> Your task: Every line in the data below from the one containing "Can you find the grey" down to the one containing "Can you find the drainpipe", both included, must be retyped exactly; no other line is to appear.

Records from a dataset:
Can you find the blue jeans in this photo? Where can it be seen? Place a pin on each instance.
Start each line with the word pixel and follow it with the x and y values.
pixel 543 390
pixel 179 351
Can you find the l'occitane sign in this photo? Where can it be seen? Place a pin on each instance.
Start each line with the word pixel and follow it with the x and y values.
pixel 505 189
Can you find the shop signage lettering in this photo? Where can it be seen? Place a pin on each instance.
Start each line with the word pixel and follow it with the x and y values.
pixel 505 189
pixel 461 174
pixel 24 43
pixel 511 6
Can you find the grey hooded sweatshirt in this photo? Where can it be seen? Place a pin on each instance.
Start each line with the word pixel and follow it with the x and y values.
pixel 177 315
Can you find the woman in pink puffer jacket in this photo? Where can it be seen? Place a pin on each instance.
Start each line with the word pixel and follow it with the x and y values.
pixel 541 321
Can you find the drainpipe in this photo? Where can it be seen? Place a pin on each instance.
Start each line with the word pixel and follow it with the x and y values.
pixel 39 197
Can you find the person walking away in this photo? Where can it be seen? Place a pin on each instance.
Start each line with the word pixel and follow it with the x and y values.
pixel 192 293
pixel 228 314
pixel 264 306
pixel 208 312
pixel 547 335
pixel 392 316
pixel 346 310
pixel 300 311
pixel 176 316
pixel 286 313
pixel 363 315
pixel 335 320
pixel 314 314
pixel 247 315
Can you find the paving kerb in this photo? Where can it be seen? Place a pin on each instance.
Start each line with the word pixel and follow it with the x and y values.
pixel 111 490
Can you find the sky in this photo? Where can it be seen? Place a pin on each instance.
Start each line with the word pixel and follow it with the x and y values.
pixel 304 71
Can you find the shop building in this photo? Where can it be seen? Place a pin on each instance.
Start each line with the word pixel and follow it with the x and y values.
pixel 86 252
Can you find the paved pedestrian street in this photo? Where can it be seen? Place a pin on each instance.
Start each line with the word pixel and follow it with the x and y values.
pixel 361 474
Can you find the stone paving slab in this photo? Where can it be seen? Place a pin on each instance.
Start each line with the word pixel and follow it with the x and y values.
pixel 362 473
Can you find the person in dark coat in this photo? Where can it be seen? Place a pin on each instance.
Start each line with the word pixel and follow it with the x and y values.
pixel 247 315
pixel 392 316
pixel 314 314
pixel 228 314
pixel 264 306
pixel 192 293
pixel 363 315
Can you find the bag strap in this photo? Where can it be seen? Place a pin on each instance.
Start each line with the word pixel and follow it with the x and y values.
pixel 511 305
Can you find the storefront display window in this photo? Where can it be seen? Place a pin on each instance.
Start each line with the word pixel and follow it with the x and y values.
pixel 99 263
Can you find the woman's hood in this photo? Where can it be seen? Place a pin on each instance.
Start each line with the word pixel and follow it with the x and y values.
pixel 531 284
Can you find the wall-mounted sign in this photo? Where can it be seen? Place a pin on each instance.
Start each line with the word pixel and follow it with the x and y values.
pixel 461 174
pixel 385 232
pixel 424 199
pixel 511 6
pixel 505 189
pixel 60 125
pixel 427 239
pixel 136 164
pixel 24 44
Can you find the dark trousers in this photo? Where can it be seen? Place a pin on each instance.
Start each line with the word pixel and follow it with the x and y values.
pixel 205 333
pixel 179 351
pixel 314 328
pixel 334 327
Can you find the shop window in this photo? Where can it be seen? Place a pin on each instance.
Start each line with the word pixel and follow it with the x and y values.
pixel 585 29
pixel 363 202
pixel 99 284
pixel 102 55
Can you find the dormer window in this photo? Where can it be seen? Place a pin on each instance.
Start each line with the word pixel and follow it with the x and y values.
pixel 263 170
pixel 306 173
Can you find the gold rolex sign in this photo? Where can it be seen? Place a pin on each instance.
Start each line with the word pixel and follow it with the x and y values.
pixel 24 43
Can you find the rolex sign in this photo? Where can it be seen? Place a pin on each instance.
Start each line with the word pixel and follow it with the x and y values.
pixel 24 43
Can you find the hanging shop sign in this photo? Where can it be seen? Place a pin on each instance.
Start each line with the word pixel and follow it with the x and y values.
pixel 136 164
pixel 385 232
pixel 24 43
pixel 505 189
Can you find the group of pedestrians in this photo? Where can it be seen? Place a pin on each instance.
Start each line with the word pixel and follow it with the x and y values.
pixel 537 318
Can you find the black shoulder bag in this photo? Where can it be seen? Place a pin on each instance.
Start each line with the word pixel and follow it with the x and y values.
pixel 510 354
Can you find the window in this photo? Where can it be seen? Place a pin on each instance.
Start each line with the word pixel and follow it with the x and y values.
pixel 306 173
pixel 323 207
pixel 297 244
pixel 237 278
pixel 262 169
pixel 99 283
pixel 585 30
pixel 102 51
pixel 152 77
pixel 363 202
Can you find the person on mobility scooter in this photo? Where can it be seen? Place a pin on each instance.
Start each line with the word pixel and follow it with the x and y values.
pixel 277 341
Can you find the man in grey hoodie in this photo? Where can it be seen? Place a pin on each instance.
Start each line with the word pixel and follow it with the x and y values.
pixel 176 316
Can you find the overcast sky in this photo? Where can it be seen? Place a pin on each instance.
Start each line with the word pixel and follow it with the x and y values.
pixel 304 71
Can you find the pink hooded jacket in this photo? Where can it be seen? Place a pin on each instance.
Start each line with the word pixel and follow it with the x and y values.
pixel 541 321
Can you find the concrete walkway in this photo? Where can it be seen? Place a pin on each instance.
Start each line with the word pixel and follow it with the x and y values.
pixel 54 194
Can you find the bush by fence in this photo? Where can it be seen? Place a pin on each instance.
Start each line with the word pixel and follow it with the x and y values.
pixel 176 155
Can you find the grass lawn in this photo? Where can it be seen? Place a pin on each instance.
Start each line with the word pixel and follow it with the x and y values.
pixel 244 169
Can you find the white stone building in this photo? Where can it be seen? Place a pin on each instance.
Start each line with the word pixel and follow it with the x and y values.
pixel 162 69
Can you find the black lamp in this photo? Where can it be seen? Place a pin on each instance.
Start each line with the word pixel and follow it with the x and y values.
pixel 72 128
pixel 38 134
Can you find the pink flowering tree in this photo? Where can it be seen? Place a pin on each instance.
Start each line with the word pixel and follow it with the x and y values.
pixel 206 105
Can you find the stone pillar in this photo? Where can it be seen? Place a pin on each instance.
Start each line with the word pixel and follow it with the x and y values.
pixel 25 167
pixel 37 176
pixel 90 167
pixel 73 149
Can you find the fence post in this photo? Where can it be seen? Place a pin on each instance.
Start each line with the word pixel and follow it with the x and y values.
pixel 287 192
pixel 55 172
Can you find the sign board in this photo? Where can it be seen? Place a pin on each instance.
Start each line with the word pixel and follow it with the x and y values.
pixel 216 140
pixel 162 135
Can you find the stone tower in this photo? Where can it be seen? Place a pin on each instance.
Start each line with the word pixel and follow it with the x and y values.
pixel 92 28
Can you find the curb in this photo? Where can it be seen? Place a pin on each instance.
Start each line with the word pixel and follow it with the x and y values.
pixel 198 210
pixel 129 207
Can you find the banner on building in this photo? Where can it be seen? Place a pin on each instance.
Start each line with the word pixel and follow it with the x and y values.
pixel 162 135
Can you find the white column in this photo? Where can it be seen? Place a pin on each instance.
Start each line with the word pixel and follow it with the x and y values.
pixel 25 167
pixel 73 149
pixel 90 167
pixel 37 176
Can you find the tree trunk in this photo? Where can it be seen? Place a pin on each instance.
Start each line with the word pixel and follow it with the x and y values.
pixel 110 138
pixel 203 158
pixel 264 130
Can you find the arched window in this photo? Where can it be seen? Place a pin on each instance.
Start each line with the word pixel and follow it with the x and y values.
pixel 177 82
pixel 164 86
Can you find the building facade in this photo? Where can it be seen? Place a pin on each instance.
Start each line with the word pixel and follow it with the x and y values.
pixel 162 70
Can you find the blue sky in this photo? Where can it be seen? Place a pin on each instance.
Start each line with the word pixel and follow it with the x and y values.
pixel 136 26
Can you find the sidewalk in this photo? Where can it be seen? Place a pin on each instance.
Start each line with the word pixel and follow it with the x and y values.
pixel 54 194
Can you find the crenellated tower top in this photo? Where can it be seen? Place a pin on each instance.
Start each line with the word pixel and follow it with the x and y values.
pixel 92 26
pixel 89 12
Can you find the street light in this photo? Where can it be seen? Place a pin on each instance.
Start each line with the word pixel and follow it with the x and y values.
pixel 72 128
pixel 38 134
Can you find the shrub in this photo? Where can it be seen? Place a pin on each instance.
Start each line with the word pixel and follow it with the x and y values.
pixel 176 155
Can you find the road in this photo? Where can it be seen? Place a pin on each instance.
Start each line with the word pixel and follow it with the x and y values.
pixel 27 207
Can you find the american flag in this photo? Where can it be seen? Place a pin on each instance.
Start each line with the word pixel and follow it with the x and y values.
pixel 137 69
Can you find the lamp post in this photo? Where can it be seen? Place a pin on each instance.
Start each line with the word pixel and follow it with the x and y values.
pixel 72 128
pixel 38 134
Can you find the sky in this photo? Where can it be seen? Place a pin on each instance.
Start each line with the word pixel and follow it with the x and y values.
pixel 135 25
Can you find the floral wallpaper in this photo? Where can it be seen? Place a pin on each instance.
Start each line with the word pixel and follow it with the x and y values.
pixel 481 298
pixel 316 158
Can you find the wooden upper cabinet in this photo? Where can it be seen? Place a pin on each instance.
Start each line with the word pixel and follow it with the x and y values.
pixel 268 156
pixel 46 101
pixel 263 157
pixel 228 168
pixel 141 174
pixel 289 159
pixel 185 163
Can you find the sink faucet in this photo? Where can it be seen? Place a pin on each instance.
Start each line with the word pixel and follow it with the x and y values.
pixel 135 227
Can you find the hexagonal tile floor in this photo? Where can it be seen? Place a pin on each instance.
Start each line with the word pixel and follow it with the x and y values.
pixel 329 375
* * *
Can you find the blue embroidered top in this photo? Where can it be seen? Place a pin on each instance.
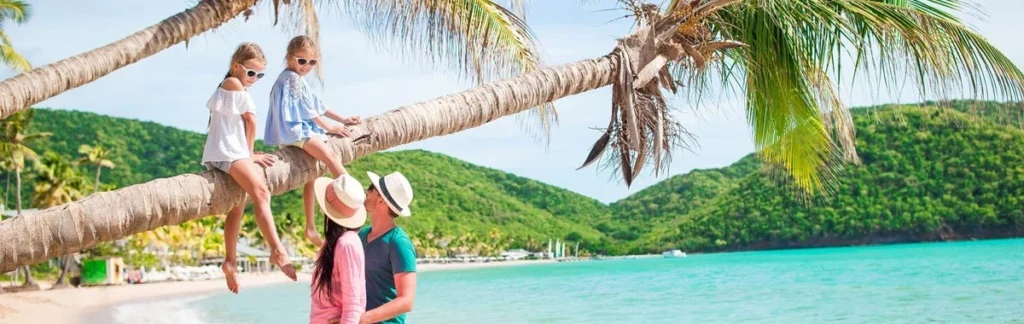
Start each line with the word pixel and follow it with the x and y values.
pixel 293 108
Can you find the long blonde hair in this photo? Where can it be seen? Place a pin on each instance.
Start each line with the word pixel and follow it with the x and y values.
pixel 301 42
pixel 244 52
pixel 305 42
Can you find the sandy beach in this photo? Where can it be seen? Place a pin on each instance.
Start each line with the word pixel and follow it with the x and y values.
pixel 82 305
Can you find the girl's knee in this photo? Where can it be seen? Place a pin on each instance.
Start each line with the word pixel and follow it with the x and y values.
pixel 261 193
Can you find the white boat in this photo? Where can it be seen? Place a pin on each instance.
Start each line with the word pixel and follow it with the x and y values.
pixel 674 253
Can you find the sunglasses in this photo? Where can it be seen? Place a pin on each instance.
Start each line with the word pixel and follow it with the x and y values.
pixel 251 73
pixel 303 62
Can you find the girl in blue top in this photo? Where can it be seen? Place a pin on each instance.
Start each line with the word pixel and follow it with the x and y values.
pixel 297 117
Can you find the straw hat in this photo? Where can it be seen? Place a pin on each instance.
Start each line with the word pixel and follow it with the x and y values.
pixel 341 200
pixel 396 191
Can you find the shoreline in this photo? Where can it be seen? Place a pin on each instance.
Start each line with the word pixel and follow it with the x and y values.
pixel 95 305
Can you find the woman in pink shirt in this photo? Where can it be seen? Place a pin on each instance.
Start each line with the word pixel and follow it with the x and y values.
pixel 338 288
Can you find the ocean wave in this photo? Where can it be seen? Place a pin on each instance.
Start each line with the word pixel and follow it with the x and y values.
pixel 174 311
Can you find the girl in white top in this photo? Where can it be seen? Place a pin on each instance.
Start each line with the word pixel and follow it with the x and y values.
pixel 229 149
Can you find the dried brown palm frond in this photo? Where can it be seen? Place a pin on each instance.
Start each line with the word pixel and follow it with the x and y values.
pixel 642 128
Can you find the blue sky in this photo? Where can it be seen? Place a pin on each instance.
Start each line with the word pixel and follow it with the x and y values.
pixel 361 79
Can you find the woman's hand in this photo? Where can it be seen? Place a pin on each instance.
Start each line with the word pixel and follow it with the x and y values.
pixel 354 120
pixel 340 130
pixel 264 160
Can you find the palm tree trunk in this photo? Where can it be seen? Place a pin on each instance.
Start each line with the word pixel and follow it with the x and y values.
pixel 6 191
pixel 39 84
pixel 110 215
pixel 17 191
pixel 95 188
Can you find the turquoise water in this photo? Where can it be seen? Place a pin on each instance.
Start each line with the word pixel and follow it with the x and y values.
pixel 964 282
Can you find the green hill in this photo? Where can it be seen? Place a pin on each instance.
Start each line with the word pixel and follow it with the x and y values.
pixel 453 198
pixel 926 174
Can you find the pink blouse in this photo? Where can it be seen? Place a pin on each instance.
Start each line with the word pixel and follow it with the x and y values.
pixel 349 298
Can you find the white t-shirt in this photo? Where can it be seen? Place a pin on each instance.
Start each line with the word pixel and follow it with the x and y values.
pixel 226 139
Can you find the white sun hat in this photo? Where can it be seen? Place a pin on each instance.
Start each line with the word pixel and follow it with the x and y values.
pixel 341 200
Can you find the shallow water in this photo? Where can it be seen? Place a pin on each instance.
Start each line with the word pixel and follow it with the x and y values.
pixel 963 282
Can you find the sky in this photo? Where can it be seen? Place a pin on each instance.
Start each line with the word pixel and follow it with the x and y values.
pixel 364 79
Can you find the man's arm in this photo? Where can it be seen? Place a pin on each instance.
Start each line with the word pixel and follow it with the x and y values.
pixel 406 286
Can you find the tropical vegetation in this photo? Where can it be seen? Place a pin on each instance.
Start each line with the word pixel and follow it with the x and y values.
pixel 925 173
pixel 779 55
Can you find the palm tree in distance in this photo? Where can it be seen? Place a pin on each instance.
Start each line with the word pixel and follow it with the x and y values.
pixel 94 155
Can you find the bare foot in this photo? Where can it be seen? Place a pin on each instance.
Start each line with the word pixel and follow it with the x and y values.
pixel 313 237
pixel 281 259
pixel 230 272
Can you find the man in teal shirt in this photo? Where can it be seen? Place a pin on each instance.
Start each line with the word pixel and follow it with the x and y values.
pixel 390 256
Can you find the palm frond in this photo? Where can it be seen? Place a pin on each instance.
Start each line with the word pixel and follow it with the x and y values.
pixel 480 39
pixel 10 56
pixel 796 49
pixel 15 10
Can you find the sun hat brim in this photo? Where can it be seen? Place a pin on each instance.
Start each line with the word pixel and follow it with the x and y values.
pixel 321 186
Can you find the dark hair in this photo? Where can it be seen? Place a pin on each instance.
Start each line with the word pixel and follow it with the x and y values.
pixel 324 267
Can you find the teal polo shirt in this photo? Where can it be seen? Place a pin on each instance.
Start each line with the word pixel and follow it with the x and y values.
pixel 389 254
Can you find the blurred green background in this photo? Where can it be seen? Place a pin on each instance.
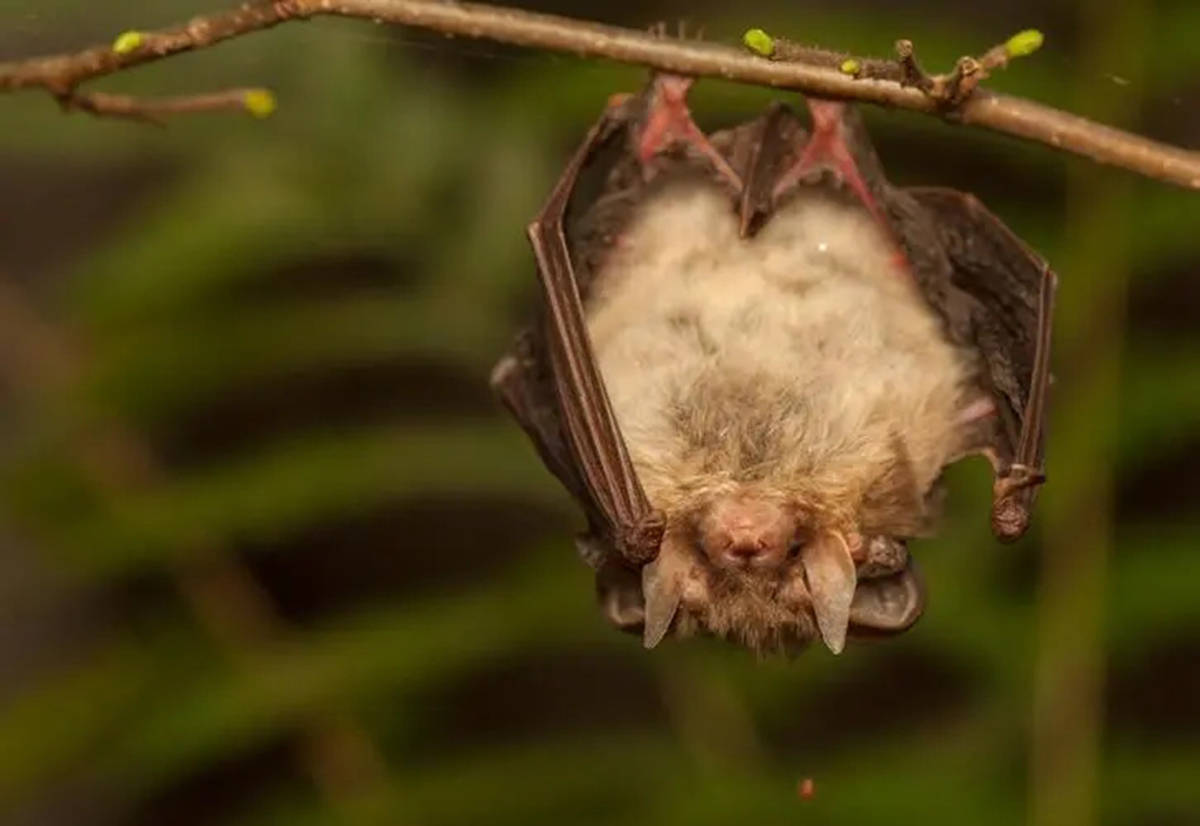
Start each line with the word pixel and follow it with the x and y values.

> Response area:
Can you find the grey hooded sweatshirt in this photo? Where can it be seen? Place a pin on each instance.
Start each line with the word pixel and follow it with the x and y values.
pixel 177 315
Can you find the woman in pink puffer jacket in this photo? Where can it be seen? Place a pin on each instance.
Start each line with the word pixel and follow it with the x and y values.
pixel 541 321
Can you find the drainpipe in this photo? Where can it be seen? Place a pin on each instance.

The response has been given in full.